LISTED ENTRIES:
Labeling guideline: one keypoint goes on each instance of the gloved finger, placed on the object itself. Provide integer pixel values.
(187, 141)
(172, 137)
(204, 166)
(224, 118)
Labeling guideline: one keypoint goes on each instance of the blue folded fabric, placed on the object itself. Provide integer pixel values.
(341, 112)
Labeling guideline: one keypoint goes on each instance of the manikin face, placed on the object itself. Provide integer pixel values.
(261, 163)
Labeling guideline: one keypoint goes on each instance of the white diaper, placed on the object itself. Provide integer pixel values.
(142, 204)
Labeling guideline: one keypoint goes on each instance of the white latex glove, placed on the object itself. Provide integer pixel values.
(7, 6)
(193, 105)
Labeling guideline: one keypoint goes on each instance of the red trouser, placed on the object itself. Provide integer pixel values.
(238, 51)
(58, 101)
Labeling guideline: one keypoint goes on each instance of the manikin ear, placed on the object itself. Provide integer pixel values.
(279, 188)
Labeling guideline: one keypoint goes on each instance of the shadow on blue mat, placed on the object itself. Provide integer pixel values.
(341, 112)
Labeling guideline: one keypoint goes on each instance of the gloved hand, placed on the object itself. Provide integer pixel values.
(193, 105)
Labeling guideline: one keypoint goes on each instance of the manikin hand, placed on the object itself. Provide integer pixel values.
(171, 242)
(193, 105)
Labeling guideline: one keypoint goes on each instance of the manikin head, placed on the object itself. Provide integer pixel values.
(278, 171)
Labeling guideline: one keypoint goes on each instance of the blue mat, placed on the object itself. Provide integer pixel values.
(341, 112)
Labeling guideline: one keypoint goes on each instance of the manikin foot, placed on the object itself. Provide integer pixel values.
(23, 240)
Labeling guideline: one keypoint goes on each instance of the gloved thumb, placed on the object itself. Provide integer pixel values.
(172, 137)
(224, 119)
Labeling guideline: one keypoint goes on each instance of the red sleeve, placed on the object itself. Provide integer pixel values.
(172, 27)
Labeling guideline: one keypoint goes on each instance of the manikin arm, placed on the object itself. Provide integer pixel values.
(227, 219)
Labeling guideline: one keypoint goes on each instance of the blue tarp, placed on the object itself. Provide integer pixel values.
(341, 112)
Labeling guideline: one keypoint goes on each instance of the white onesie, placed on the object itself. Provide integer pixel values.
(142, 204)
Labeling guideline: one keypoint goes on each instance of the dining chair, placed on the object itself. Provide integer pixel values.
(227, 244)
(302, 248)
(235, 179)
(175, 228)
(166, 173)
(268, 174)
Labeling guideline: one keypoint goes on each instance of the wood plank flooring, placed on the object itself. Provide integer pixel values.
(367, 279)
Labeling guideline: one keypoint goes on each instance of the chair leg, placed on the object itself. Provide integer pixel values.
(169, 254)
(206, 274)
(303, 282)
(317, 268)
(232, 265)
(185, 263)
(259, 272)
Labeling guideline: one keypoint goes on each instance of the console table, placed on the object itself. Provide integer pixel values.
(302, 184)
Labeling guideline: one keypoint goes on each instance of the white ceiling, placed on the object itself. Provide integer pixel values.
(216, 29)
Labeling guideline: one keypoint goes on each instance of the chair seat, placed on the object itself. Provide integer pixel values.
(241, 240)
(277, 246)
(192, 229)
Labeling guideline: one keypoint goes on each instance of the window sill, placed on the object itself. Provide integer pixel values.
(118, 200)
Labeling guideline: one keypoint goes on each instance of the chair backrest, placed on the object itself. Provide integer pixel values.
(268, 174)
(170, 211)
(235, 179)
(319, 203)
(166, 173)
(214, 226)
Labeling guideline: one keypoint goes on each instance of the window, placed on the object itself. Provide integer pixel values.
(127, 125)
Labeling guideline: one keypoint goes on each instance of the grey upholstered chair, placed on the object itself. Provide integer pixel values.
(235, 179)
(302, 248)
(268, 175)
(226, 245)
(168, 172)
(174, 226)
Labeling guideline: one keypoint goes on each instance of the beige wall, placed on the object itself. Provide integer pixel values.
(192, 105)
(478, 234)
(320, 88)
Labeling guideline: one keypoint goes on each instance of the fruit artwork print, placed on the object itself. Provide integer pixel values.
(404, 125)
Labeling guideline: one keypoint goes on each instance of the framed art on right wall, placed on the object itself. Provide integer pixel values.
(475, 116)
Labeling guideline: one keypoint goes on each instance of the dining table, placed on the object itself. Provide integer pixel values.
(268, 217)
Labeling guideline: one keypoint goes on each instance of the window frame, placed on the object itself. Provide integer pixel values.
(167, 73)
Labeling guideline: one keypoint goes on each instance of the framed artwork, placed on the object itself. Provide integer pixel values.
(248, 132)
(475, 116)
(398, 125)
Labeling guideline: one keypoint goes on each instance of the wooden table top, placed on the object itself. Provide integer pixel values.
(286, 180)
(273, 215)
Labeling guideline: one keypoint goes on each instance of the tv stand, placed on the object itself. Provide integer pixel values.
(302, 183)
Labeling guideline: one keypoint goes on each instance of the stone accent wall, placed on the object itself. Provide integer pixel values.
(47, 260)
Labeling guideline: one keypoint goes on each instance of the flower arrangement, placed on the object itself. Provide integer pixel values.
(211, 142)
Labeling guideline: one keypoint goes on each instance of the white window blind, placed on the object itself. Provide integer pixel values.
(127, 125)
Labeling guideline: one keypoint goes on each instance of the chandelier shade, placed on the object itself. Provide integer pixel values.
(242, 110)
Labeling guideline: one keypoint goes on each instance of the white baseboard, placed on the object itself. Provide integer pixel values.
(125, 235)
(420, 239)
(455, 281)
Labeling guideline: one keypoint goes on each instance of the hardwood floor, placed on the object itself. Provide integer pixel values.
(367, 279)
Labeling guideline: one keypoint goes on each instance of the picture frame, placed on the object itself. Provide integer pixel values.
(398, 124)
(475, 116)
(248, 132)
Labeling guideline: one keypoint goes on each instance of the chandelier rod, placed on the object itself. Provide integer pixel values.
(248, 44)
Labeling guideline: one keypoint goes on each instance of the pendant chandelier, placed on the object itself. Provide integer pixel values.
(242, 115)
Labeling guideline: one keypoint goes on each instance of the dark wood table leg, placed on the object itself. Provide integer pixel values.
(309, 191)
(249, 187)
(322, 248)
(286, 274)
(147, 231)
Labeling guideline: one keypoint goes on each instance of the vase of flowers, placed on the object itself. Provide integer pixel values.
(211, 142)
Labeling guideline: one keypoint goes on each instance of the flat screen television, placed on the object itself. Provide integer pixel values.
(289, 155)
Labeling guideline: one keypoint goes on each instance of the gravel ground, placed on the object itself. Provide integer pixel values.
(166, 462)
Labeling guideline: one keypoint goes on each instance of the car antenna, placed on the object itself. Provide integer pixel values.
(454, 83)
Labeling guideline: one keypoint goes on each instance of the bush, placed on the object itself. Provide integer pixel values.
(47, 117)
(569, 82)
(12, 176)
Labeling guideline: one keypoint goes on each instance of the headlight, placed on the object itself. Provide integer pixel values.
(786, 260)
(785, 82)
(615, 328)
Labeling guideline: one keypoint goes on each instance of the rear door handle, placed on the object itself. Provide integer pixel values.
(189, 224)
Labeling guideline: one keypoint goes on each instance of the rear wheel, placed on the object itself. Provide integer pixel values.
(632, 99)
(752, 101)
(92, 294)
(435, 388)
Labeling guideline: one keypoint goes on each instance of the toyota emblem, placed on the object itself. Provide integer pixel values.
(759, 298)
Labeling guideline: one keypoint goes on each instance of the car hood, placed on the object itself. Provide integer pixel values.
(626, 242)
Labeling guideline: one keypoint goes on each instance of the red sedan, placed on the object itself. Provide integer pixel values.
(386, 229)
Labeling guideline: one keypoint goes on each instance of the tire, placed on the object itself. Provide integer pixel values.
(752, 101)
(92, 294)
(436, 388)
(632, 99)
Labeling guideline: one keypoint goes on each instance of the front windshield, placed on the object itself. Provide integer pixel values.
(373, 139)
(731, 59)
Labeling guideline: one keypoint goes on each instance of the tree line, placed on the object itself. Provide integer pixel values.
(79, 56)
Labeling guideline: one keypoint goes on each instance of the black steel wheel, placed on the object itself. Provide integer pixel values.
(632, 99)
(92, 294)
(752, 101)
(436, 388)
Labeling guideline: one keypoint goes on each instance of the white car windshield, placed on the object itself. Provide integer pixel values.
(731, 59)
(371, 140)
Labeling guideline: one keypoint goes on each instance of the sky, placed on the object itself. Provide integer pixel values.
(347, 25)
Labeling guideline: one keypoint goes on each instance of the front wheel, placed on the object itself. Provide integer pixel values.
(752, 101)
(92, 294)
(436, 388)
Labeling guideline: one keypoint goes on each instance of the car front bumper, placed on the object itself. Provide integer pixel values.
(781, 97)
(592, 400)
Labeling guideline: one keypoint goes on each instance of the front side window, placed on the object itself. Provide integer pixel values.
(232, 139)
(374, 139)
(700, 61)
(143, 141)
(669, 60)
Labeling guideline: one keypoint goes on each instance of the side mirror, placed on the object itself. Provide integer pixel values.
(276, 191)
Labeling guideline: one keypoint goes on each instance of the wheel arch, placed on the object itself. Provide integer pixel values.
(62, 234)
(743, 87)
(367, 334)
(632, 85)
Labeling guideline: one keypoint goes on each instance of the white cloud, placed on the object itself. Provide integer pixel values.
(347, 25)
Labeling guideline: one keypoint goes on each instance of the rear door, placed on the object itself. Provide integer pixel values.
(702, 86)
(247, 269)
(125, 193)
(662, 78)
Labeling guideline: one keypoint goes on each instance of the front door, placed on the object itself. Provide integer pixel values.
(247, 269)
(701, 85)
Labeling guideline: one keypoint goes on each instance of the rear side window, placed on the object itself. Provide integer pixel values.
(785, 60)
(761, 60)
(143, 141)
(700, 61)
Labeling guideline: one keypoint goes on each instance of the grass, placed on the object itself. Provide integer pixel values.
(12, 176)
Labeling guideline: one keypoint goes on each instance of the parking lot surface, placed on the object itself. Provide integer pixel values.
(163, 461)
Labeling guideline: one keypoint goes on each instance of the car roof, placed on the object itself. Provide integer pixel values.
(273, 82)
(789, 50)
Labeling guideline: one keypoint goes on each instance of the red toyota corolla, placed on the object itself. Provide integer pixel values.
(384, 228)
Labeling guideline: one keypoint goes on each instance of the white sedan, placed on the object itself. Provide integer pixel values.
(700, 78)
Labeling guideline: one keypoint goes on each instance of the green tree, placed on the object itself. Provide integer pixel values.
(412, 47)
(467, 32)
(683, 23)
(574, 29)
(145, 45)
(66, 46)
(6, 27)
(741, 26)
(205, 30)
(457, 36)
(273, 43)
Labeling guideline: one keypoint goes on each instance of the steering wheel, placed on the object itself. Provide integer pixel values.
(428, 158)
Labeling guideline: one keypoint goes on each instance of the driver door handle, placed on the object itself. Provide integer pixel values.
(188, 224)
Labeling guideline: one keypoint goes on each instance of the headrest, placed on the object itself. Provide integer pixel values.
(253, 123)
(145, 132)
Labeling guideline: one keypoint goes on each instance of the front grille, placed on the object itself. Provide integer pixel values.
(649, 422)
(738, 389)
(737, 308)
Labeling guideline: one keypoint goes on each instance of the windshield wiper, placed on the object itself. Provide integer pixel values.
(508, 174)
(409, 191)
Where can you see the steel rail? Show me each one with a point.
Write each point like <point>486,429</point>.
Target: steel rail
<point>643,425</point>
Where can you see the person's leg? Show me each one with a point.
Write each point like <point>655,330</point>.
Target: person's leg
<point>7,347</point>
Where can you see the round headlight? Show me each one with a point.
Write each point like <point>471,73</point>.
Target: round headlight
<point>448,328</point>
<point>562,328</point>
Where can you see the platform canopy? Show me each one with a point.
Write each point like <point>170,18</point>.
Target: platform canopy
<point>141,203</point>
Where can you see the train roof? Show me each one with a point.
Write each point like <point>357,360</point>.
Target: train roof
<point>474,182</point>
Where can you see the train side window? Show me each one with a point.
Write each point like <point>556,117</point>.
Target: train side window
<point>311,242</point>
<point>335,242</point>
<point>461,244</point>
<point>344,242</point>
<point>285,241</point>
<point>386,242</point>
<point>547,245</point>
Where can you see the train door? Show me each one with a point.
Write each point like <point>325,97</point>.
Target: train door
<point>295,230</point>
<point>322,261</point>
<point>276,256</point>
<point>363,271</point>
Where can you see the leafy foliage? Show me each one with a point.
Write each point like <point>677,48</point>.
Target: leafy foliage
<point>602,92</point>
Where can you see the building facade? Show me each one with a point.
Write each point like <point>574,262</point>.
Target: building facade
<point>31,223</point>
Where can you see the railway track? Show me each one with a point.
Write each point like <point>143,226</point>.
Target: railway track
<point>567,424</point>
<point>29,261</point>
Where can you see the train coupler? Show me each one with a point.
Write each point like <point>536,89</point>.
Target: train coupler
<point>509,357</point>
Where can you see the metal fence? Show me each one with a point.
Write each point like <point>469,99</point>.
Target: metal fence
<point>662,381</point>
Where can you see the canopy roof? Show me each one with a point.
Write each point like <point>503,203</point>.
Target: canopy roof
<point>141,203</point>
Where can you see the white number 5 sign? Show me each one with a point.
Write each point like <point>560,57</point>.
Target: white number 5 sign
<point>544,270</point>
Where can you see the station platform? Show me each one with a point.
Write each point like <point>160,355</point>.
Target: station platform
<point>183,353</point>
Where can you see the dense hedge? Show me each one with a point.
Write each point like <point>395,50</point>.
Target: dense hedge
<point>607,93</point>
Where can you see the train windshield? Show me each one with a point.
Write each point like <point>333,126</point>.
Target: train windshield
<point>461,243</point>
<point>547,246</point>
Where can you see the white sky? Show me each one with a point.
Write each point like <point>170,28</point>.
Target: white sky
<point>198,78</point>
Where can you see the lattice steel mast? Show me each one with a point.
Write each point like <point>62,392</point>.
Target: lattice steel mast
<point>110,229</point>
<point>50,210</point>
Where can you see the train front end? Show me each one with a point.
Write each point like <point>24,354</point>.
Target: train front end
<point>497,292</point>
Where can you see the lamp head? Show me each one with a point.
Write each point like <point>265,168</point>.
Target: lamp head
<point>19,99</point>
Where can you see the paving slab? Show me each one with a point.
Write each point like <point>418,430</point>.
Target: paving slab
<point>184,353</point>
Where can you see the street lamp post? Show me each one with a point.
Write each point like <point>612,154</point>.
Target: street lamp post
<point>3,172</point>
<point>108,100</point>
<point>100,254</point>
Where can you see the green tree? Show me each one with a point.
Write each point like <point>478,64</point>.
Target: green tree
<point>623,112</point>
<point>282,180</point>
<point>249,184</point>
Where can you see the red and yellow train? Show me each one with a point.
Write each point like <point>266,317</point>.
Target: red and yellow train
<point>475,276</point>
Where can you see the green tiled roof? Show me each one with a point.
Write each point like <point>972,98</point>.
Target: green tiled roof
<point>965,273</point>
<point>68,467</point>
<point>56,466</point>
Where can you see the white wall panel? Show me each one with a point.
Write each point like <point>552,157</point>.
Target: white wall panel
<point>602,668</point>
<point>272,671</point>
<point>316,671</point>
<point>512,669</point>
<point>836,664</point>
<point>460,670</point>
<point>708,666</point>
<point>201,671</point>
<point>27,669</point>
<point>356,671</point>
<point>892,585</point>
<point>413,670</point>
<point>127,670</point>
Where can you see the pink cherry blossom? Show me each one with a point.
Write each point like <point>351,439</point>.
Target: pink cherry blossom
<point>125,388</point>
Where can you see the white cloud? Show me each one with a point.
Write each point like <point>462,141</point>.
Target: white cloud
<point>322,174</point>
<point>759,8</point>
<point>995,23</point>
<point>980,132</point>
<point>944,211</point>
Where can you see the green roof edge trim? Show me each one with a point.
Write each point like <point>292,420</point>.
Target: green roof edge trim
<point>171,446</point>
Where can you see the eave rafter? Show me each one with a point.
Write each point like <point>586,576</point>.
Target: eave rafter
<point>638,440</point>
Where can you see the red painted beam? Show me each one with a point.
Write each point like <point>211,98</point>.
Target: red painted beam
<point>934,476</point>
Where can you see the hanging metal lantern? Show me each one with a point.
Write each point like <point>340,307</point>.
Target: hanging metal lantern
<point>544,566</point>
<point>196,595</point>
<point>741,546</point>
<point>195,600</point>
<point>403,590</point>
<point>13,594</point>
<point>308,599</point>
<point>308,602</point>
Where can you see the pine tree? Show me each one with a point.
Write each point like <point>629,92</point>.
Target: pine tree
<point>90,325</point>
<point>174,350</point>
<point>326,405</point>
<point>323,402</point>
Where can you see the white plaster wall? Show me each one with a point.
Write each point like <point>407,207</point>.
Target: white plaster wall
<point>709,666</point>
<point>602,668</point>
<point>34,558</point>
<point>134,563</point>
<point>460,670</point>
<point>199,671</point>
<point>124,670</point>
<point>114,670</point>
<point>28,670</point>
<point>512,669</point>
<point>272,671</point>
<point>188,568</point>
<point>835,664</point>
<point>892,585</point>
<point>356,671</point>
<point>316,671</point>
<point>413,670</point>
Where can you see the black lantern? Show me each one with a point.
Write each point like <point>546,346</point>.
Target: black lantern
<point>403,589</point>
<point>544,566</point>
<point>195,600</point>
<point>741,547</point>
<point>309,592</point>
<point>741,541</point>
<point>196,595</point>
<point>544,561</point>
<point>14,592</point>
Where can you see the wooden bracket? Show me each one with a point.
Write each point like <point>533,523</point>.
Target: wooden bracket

THE TASK:
Rewrite the stretch from the line containing "the headrest, placed" through the line containing "<point>643,425</point>", swapping "steel rail" for "metal rail" and leaving everything else unchanged.

EXERCISE ANSWER:
Labeling guideline: one keypoint goes on each instance of the headrest, placed on the object itself. Provide integer pixel values.
(253, 123)
(145, 132)
Labeling guideline: one keypoint goes on each instance of the front grille, placed on the object itself. Provide integer pixel values.
(649, 422)
(738, 389)
(737, 308)
Labeling guideline: one keypoint goes on each instance of the windshield wiper, placed on the object itself. Provide integer pixel values.
(508, 174)
(409, 191)
Where can you see the metal rail? Show me each one with a point.
Write each point like <point>486,429</point>.
Target: metal rail
<point>643,425</point>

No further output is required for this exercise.